● **Task instructions**
From the data that follows, report how many lines hold the string "chimney", giving only the number.

· · · · · · ·

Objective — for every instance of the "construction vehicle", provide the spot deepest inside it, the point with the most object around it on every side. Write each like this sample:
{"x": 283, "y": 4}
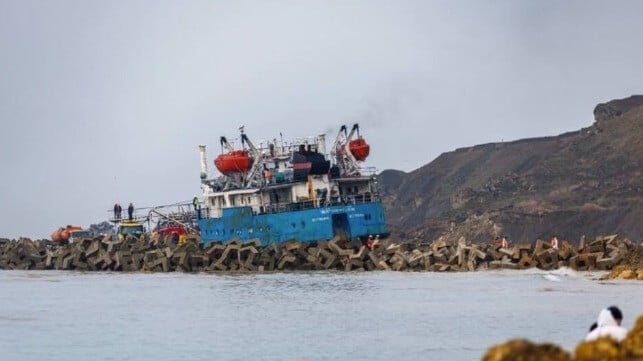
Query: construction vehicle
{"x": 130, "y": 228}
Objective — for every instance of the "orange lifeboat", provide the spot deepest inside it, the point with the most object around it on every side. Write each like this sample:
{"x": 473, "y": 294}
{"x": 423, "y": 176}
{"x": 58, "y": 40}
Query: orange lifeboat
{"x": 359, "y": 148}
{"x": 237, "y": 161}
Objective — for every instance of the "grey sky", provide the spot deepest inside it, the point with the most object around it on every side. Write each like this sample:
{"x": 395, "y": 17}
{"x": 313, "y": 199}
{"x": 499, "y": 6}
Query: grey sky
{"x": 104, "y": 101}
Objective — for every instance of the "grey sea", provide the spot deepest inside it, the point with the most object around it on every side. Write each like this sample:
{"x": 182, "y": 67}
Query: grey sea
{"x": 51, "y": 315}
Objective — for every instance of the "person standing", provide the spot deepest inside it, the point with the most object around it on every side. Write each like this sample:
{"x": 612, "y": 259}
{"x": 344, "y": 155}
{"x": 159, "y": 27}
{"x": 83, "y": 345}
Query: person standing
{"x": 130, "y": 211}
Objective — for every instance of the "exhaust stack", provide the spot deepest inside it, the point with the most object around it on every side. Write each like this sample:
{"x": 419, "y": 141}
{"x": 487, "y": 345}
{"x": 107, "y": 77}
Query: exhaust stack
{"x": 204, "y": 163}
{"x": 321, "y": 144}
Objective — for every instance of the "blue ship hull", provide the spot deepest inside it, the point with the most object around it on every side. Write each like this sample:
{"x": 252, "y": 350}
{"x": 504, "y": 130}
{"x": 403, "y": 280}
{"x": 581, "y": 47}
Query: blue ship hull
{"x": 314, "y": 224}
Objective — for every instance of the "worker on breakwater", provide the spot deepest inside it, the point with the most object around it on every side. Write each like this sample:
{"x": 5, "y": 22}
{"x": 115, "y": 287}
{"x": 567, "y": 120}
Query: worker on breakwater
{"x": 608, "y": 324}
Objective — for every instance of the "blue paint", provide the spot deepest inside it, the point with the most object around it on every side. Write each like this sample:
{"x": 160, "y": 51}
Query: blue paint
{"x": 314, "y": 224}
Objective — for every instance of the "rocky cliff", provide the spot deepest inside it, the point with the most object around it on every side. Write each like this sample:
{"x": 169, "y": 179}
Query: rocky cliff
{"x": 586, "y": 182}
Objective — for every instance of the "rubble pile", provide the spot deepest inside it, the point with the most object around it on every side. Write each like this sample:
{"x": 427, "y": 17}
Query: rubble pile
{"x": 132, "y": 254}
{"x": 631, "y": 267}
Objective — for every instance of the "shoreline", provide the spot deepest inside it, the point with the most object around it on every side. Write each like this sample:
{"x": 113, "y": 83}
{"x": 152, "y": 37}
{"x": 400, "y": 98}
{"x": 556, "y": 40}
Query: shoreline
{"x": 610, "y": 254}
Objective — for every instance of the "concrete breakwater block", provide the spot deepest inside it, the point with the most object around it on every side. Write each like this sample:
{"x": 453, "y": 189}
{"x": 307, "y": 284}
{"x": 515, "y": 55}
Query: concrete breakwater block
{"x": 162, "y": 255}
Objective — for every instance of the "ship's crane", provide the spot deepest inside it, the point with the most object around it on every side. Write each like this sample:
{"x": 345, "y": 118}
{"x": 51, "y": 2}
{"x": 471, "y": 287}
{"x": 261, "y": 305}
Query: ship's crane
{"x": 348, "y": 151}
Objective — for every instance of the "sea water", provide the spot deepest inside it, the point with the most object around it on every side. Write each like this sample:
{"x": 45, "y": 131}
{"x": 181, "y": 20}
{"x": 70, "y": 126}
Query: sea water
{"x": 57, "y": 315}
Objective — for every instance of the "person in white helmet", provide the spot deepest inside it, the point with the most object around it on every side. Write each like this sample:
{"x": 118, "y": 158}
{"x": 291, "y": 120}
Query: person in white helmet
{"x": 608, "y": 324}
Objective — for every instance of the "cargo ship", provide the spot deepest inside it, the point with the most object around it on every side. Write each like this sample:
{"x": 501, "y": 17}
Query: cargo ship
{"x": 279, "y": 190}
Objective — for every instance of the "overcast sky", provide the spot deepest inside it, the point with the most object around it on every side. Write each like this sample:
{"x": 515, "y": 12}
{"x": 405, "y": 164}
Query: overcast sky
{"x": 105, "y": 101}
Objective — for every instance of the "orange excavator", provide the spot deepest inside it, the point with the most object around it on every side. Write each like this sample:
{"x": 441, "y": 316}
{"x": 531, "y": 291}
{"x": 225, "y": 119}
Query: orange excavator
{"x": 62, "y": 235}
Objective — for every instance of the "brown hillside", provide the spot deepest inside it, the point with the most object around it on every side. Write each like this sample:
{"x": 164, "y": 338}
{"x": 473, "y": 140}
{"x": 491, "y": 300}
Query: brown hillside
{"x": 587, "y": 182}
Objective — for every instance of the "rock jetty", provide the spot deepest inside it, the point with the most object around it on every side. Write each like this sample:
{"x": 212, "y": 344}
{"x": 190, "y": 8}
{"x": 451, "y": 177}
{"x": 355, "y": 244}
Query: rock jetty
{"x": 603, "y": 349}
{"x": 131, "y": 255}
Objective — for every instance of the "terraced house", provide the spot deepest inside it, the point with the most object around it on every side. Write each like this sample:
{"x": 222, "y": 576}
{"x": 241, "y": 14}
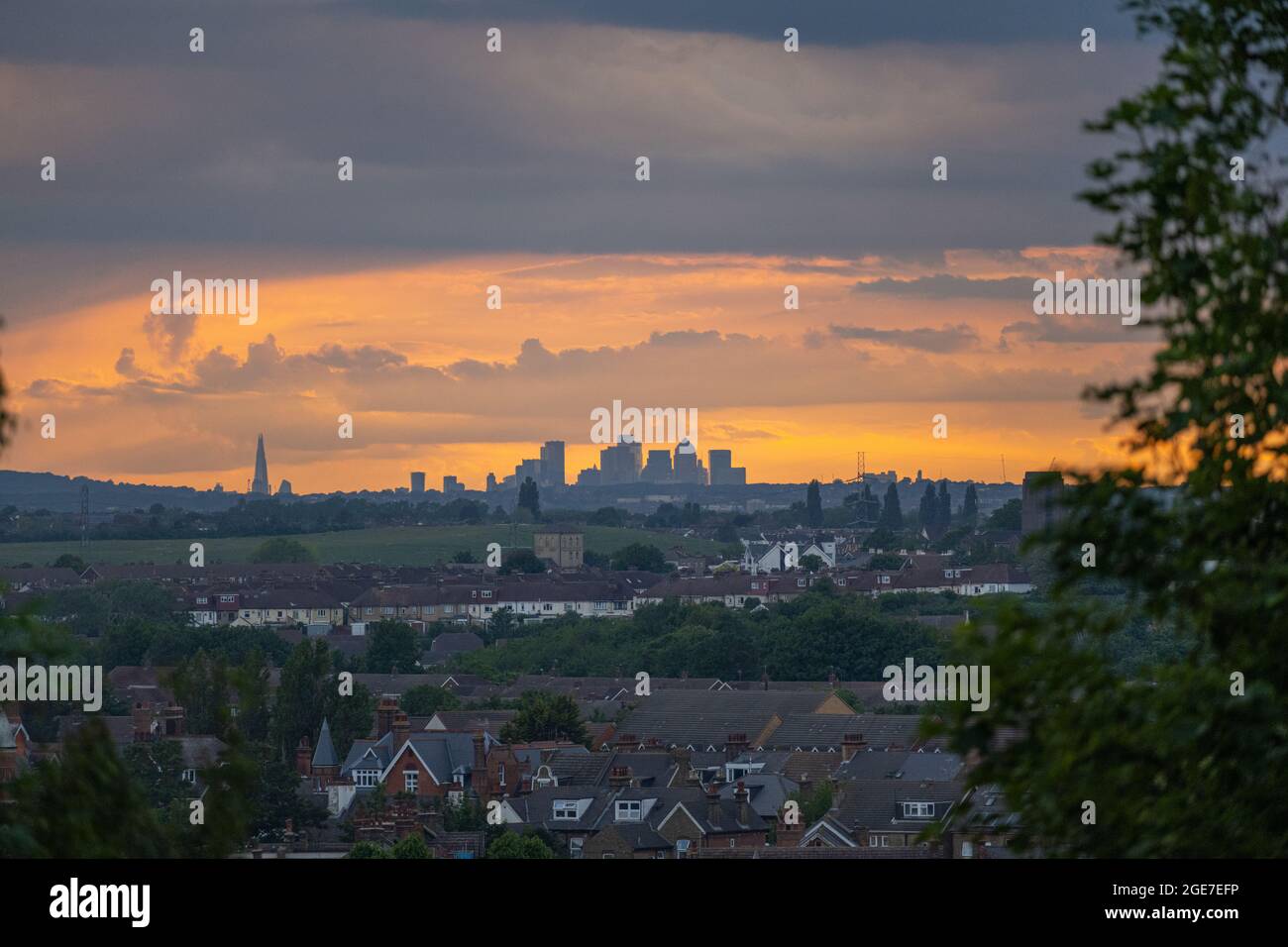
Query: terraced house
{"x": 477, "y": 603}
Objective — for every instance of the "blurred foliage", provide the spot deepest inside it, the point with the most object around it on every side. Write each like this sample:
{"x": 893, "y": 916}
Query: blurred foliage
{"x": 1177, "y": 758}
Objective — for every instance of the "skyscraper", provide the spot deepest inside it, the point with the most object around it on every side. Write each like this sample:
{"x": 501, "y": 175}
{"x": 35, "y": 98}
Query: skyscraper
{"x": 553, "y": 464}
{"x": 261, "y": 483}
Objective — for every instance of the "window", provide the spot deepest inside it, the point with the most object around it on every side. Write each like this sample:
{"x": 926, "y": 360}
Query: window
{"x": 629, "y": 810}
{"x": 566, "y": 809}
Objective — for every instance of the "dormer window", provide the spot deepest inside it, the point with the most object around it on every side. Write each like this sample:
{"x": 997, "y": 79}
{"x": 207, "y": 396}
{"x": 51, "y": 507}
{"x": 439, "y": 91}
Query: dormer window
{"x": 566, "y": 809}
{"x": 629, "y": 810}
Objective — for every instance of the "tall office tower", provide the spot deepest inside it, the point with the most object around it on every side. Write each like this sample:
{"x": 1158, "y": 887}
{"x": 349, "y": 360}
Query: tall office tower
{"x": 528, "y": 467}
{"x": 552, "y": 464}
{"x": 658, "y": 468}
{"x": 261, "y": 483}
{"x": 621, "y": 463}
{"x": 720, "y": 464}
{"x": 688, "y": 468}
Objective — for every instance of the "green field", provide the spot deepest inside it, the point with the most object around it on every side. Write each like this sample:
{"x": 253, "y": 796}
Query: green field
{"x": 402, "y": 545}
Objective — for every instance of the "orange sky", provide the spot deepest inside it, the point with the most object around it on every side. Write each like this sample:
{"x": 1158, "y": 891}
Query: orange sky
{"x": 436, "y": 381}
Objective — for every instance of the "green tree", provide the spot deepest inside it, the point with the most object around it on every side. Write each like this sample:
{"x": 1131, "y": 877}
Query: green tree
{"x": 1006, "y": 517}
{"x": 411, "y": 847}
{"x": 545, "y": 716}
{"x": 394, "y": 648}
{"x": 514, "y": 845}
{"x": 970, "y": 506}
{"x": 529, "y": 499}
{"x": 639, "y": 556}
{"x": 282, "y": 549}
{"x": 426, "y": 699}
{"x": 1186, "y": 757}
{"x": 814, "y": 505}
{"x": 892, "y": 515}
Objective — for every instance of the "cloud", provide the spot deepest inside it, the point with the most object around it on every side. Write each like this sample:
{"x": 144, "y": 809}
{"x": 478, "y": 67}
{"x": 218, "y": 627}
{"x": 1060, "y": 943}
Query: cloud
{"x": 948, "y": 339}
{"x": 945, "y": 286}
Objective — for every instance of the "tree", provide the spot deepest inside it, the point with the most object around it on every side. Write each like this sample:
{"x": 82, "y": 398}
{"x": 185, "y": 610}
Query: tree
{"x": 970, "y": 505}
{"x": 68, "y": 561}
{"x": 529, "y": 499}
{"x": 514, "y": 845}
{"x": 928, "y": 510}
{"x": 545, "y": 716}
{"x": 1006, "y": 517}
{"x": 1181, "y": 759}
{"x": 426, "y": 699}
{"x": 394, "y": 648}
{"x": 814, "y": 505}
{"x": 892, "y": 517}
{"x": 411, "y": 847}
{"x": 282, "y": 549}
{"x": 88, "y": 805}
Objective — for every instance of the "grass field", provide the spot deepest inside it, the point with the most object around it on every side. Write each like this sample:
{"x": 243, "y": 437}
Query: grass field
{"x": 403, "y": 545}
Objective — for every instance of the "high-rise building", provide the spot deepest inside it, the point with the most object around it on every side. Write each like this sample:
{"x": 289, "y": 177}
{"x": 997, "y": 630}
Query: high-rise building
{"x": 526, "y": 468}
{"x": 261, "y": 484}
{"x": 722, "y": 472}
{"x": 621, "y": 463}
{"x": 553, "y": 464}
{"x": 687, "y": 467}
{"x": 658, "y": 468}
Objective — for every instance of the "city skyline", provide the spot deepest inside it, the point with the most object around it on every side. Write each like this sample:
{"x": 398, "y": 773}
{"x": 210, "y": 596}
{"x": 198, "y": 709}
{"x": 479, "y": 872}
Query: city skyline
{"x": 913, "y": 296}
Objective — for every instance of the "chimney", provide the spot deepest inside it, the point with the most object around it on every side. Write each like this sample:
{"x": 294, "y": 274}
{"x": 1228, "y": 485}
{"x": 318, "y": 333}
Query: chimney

· · · · · · ·

● **Task solution**
2